- **TASK OBJECTIVE**
Each line below that includes the word "order" is to be reported.

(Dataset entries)

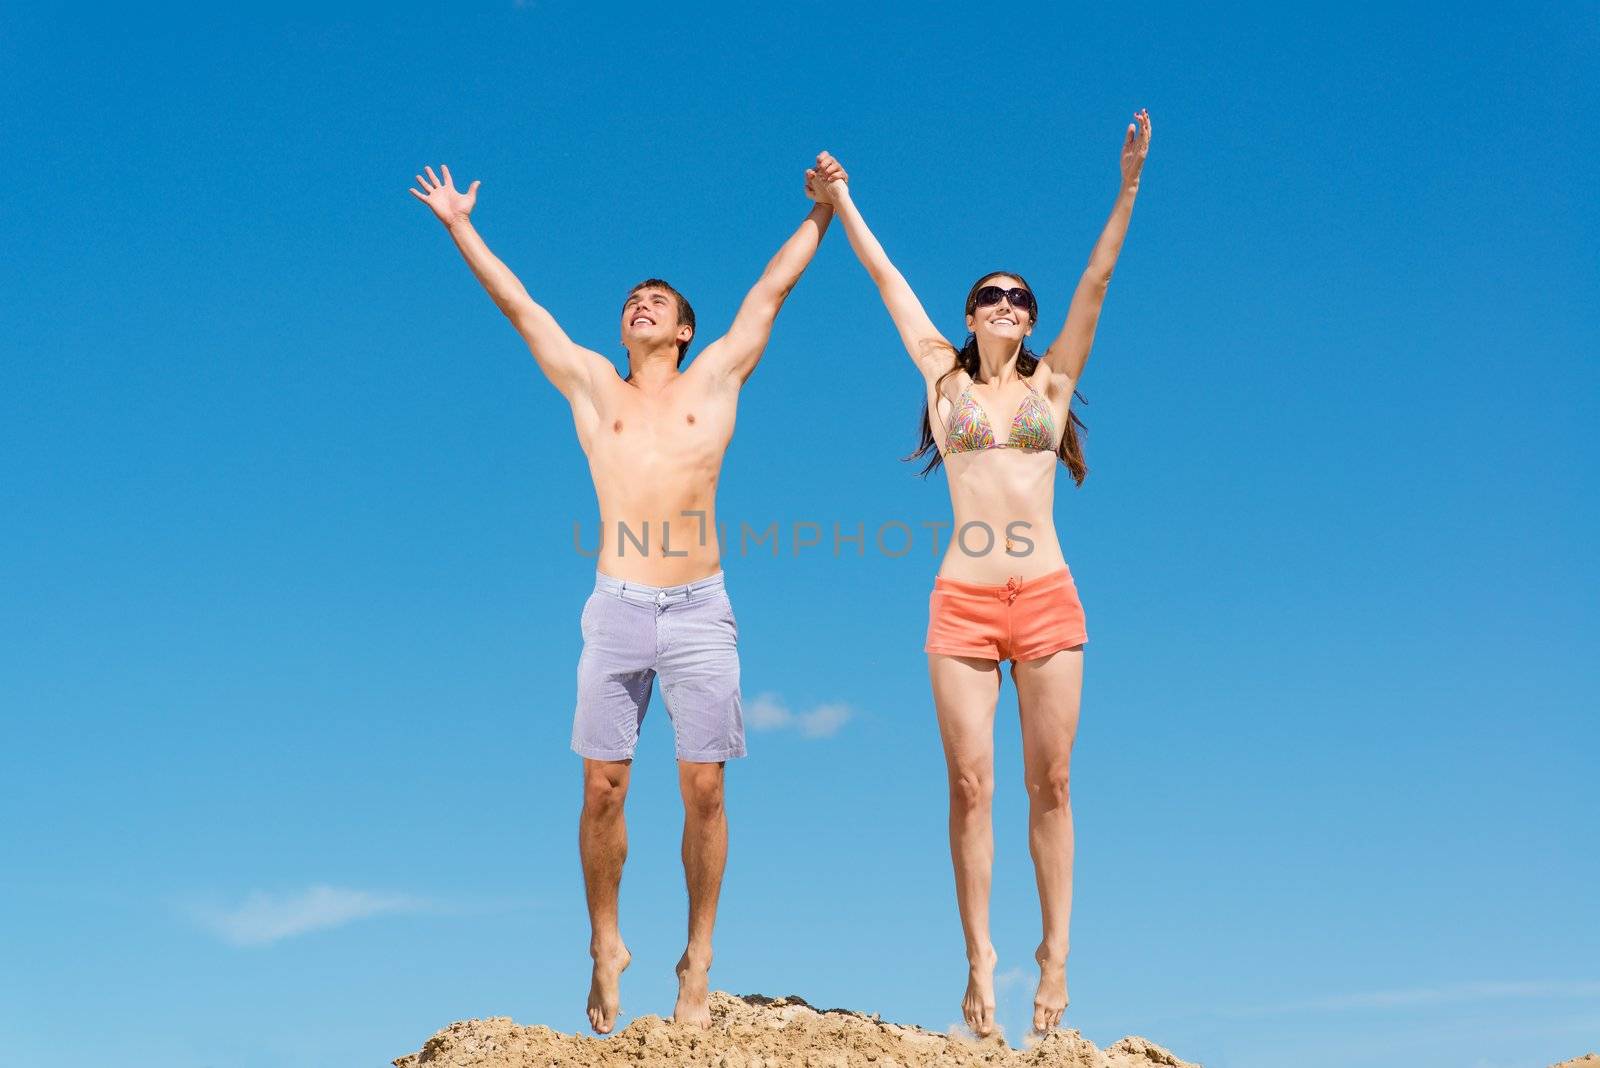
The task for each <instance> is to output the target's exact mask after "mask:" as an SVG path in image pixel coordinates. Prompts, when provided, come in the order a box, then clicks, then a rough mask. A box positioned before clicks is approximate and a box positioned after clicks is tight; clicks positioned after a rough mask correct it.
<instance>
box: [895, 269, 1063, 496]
mask: <svg viewBox="0 0 1600 1068" xmlns="http://www.w3.org/2000/svg"><path fill="white" fill-rule="evenodd" d="M990 278H1016V280H1018V281H1021V283H1022V288H1024V289H1027V291H1029V293H1032V291H1034V286H1030V285H1027V278H1024V277H1022V275H1019V273H1016V272H1014V270H990V272H989V273H987V275H984V277H982V278H979V280H978V281H974V283H973V288H971V289H970V291H968V293H966V313H968V315H971V313H973V310H974V309H976V307H978V291H979V289H982V288H984V285H986V283H987V281H989V280H990ZM1034 321H1035V323H1037V321H1038V307H1037V297H1035V307H1034ZM950 353H952V355H954V357H955V358H954V360H952V361H950V369H949V371H946V373H944V374H941V376H939V381H938V382H936V384H934V390H933V395H934V398H936V400H938V398H939V397H941V395H942V389H944V379H947V377H950V376H952V374H955V373H957V371H966V374H968V377H971V379H973V381H974V382H976V381H978V369H979V363H978V336H976V334H968V336H966V344H963V345H962V347H960V349H950ZM1037 366H1038V353H1037V352H1034V350H1030V349H1029V347H1027V342H1024V344H1022V352H1019V353H1018V355H1016V373H1018V374H1021V376H1022V377H1029V376H1032V374H1034V368H1037ZM1072 400H1074V401H1078V403H1082V404H1088V401H1086V400H1085V398H1083V393H1080V392H1077V390H1072ZM997 430H998V428H997ZM1085 433H1088V427H1085V425H1083V420H1082V419H1078V412H1075V411H1072V401H1067V428H1066V432H1064V433H1062V435H1061V446H1059V448H1058V449H1056V456H1058V457H1059V459H1061V462H1062V464H1066V465H1067V472H1069V473H1070V475H1072V481H1075V483H1077V484H1078V486H1082V484H1083V480H1085V478H1088V473H1090V468H1088V464H1085V462H1083V436H1082V435H1085ZM928 452H933V457H931V459H930V460H928V465H926V467H923V468H922V476H923V478H926V476H928V475H931V473H933V470H934V468H936V467H939V465H941V464H944V456H941V454H939V444H938V443H936V441H934V440H933V412H931V411H930V409H928V404H926V401H923V406H922V441H920V443H918V444H917V451H915V452H912V454H910V456H907V457H904V459H907V460H917V459H922V457H923V456H926V454H928Z"/></svg>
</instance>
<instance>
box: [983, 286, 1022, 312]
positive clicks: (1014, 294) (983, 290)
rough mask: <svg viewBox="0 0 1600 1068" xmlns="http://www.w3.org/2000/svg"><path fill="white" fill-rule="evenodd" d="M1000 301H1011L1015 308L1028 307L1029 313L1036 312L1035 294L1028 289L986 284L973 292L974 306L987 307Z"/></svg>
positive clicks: (1013, 306) (1010, 301)
mask: <svg viewBox="0 0 1600 1068" xmlns="http://www.w3.org/2000/svg"><path fill="white" fill-rule="evenodd" d="M1000 301H1010V302H1011V307H1014V309H1027V312H1029V315H1032V313H1034V307H1035V305H1034V294H1032V293H1029V291H1027V289H1002V288H1000V286H984V288H982V289H979V291H978V293H974V294H973V307H979V309H986V307H989V305H990V304H1000Z"/></svg>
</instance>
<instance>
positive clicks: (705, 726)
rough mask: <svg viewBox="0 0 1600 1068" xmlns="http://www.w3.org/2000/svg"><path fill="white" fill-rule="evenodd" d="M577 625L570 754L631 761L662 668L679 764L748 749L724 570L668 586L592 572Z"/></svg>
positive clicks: (738, 642)
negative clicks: (647, 582)
mask: <svg viewBox="0 0 1600 1068" xmlns="http://www.w3.org/2000/svg"><path fill="white" fill-rule="evenodd" d="M582 632H584V652H582V656H581V657H579V659H578V711H576V713H574V715H573V750H574V751H576V753H579V755H581V756H587V758H589V759H632V758H634V748H635V747H637V745H638V727H640V724H642V723H643V721H645V708H646V707H648V705H650V692H651V689H653V686H654V681H656V676H658V675H659V676H661V699H662V700H664V702H666V705H667V718H670V719H672V734H674V737H675V739H677V753H678V759H680V761H694V763H717V761H725V759H731V758H736V756H744V718H742V713H741V708H739V625H738V624H736V622H734V619H733V604H731V603H730V601H728V593H726V590H723V580H722V572H720V571H718V572H717V574H714V576H709V577H706V579H699V580H698V582H690V584H686V585H669V587H654V585H642V584H637V582H622V580H619V579H613V577H611V576H606V574H595V590H594V593H590V595H589V601H587V603H586V604H584V616H582Z"/></svg>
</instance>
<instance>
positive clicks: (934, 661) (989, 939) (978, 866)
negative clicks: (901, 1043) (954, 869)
mask: <svg viewBox="0 0 1600 1068" xmlns="http://www.w3.org/2000/svg"><path fill="white" fill-rule="evenodd" d="M928 675H930V678H931V681H933V703H934V708H936V710H938V713H939V737H941V739H942V742H944V763H946V769H947V771H949V777H950V860H952V862H954V867H955V902H957V907H958V908H960V911H962V932H963V934H965V937H966V994H965V998H963V999H962V1015H963V1017H965V1018H966V1026H970V1028H971V1030H973V1033H974V1034H989V1033H990V1031H994V1020H995V948H994V940H992V938H990V937H989V878H990V873H992V871H994V862H995V836H994V822H992V819H990V809H992V801H994V767H995V700H997V699H998V695H1000V665H998V664H995V662H994V660H979V659H974V657H949V656H941V654H938V652H933V654H928Z"/></svg>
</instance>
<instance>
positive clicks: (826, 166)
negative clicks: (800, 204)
mask: <svg viewBox="0 0 1600 1068" xmlns="http://www.w3.org/2000/svg"><path fill="white" fill-rule="evenodd" d="M846 182H850V176H848V174H845V168H843V166H840V165H838V160H835V158H834V157H832V155H829V153H827V152H818V155H816V166H811V168H806V173H805V195H806V197H810V198H811V200H814V201H816V203H819V205H832V206H837V205H838V195H840V192H842V190H843V189H845V184H846Z"/></svg>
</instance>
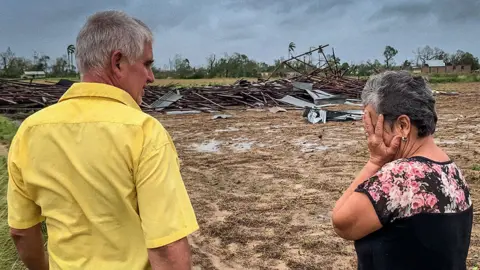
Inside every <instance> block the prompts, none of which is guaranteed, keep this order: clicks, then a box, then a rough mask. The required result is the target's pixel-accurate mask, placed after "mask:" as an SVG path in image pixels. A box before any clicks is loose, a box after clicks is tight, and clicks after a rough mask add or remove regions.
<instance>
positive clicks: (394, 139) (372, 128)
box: [363, 111, 401, 167]
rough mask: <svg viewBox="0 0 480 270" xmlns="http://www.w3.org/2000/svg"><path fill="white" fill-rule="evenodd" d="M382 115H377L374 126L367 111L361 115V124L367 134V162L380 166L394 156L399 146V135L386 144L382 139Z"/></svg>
mask: <svg viewBox="0 0 480 270" xmlns="http://www.w3.org/2000/svg"><path fill="white" fill-rule="evenodd" d="M383 122H384V117H383V115H379V116H378V119H377V124H376V125H375V127H374V126H373V125H372V118H371V116H370V113H369V112H368V111H365V114H364V115H363V125H364V128H365V132H366V135H367V141H368V150H369V152H370V160H369V162H371V163H373V164H375V165H377V166H379V167H382V166H383V165H385V164H386V163H388V162H390V161H392V160H393V159H394V158H395V154H396V153H397V151H398V148H399V147H400V140H401V136H395V137H394V138H393V140H392V142H391V143H390V146H387V145H386V144H385V142H384V140H383Z"/></svg>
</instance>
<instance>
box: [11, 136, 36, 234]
mask: <svg viewBox="0 0 480 270" xmlns="http://www.w3.org/2000/svg"><path fill="white" fill-rule="evenodd" d="M18 147H19V145H18V143H17V140H16V139H14V140H13V142H12V145H11V147H10V151H9V154H8V161H7V168H8V188H7V204H8V225H9V226H10V227H11V228H14V229H28V228H31V227H33V226H35V225H37V224H38V223H40V222H42V221H44V220H45V218H44V217H42V215H41V208H40V206H38V205H37V204H36V203H35V202H34V201H33V199H32V198H31V196H30V195H29V194H28V191H27V188H26V185H25V182H24V180H23V178H22V173H21V169H20V168H19V166H18V163H19V160H20V158H21V157H20V156H19V154H20V151H19V150H18Z"/></svg>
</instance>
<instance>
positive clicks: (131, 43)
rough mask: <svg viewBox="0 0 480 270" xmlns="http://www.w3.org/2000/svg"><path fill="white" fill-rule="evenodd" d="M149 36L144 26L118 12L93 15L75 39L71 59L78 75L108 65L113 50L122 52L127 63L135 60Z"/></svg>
mask: <svg viewBox="0 0 480 270" xmlns="http://www.w3.org/2000/svg"><path fill="white" fill-rule="evenodd" d="M151 42H153V34H152V32H151V30H150V29H149V28H148V26H147V25H145V23H143V22H142V21H140V20H139V19H136V18H133V17H131V16H129V15H127V14H126V13H124V12H122V11H102V12H97V13H95V14H93V15H92V16H90V17H89V18H88V19H87V22H86V23H85V25H84V26H83V27H82V29H81V30H80V33H79V34H78V36H77V45H76V53H75V58H76V62H77V67H78V70H79V72H80V74H85V73H86V72H88V71H97V72H98V71H99V70H101V69H102V68H104V67H105V66H106V65H107V64H108V62H109V61H110V57H111V53H112V52H113V51H115V50H119V51H120V52H122V55H124V56H125V57H126V58H127V59H128V61H129V62H130V63H133V62H134V61H136V60H138V59H139V58H140V57H141V56H142V55H143V51H144V47H145V44H146V43H151Z"/></svg>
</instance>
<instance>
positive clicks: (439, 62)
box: [414, 60, 472, 74]
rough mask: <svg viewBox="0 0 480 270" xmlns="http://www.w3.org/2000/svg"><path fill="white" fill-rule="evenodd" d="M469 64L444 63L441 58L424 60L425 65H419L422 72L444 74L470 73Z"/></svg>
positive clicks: (469, 65)
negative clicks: (462, 64)
mask: <svg viewBox="0 0 480 270" xmlns="http://www.w3.org/2000/svg"><path fill="white" fill-rule="evenodd" d="M414 70H415V69H414ZM471 72H472V66H471V65H456V66H454V65H451V64H445V62H443V60H430V61H426V62H425V65H423V66H422V67H421V73H423V74H445V73H449V74H452V73H471Z"/></svg>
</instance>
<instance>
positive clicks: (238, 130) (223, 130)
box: [215, 127, 240, 132]
mask: <svg viewBox="0 0 480 270" xmlns="http://www.w3.org/2000/svg"><path fill="white" fill-rule="evenodd" d="M239 130H240V129H239V128H234V127H228V128H226V129H217V130H215V132H234V131H239Z"/></svg>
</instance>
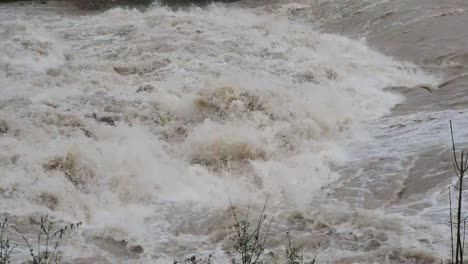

- **RESPONSE BOX**
The task for each <instance> is to output the target's exact mask after "mask:" as an SVG path in image pixel coordinates. Prompts, when provided, come in the order a box, then clicks, then a rough mask. A box positioned before clicks is approximate and a box positioned after clicks is tight; clicks positioned after a rough mask correct it.
Inside every <instance> block the prompts, none of which is guaranteed, keep this order: clicks, then a box, then a rough mask. The required result is the target's pixel-accurate mask, placed after "mask:" as an SVG path in image pixels. A box before any clicks is loose, a box after clicks is tight, and clicks after a rough mask add or remove regions.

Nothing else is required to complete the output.